▸ GIVEN INSTRUCTION 1
Say whether each statement below agrees with the summary judgment excerpt. For each, answer yes or no and quote the words of the excerpt that decide it.
(a) The Court grants Defendant's motion.
(b) Defendant contends that Plaintiff cannot prove any of the three elements of a breach of contract claim.
(c) The disputed TONU charges concern orders that are placed and later canceled.

▸ TEXT EXCERPT
>>

Defendant asserts that it “is entitled to summary judgment because there are no genuine issues of material fact for trial.” (ECF No. 36-1 at 6.) Defendant asserts that Plaintiff cannot prove two of the three elements of a breach of contract claim. (Id.) Plaintiff argues that there is evidence in the record that supports its claim that there was a breach of contract and that such evidence creates a genuine issue of material fact for trial. (ECF No. 41 at 5-6.) The Court finds that summary judgment is appropriate and GRANTS Defendant’s motion.

 

 

  1. Truck Order Not Used (“TONU”) Charges

The disputed TONU charges refer to charges for orders that are placed and later canceled. (ECF No. 36-1 at 7 (citing Rodell Dep. 11:20-25, 12:1-2, ECF No. 36-2); see also SAF ¶ 27; Resp. to SAF ¶ 27.) Defendant asserts that such charges for canceled deliveries are not “recoverable under the express terms of the Agreement.” (ECF No. 36-1 at 7.) Plaintiff asserts that the TONU charges are not “canceled deliveries” governed by the terms of the Agreement and that “[a]n issue of fact remains as to whether the TONU invoices … represent charges for cancellations that occurred after drivers had departed to the Prestress facility.” (ECF No. 41 at 8-9.) The Court finds that there is no dispute of material fact that the TONU charges are not owed under the Agreement.

<<

▸ INPUT
>>

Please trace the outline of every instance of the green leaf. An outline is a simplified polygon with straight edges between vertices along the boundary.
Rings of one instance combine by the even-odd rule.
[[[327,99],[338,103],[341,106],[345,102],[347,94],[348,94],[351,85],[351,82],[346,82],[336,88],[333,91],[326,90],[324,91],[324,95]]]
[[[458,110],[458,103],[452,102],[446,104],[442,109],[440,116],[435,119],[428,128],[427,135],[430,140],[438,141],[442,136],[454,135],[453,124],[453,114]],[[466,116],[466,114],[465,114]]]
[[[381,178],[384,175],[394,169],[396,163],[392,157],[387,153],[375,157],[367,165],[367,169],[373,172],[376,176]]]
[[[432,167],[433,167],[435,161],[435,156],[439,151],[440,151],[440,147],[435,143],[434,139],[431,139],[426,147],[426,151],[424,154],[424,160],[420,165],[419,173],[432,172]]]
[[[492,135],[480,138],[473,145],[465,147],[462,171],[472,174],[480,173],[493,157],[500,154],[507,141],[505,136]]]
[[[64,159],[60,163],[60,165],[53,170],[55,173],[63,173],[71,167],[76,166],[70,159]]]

<<

▸ GIVEN INSTRUCTION 2
Convert the lines of the records above into a numbered list, one item per line, with blank lines left out.

▸ RESULT 1
(a) Yes: "The Court finds that summary judgment is appropriate and GRANTS Defendant’s motion."
(b) No: "Defendant asserts that Plaintiff cannot prove two of the three elements of a breach of contract claim."
(c) Yes: "The disputed TONU charges refer to charges for orders that are placed and later canceled."

▸ RESULT 2
1. Please trace the outline of every instance of the green leaf. An outline is a simplified polygon with straight edges between vertices along the boundary.
2. Rings of one instance combine by the even-odd rule.
3. [[[327,99],[338,103],[341,106],[345,102],[347,94],[348,94],[351,85],[351,82],[346,82],[336,88],[333,91],[326,90],[324,91],[324,95]]]
4. [[[458,110],[458,103],[452,102],[446,104],[442,109],[440,116],[435,119],[428,128],[427,135],[430,140],[438,141],[442,136],[454,135],[453,124],[453,114]],[[466,116],[466,114],[465,114]]]
5. [[[381,178],[384,175],[394,169],[396,163],[392,157],[387,153],[375,157],[367,165],[367,169],[373,172],[376,176]]]
6. [[[432,167],[433,167],[435,161],[435,156],[439,151],[440,151],[440,147],[435,143],[434,139],[431,139],[426,147],[426,151],[424,154],[424,160],[420,165],[419,173],[432,172]]]
7. [[[492,135],[480,138],[473,145],[465,147],[462,171],[472,174],[480,173],[493,157],[500,154],[507,141],[505,136]]]
8. [[[64,159],[60,163],[60,165],[53,170],[55,173],[63,173],[71,167],[76,166],[70,159]]]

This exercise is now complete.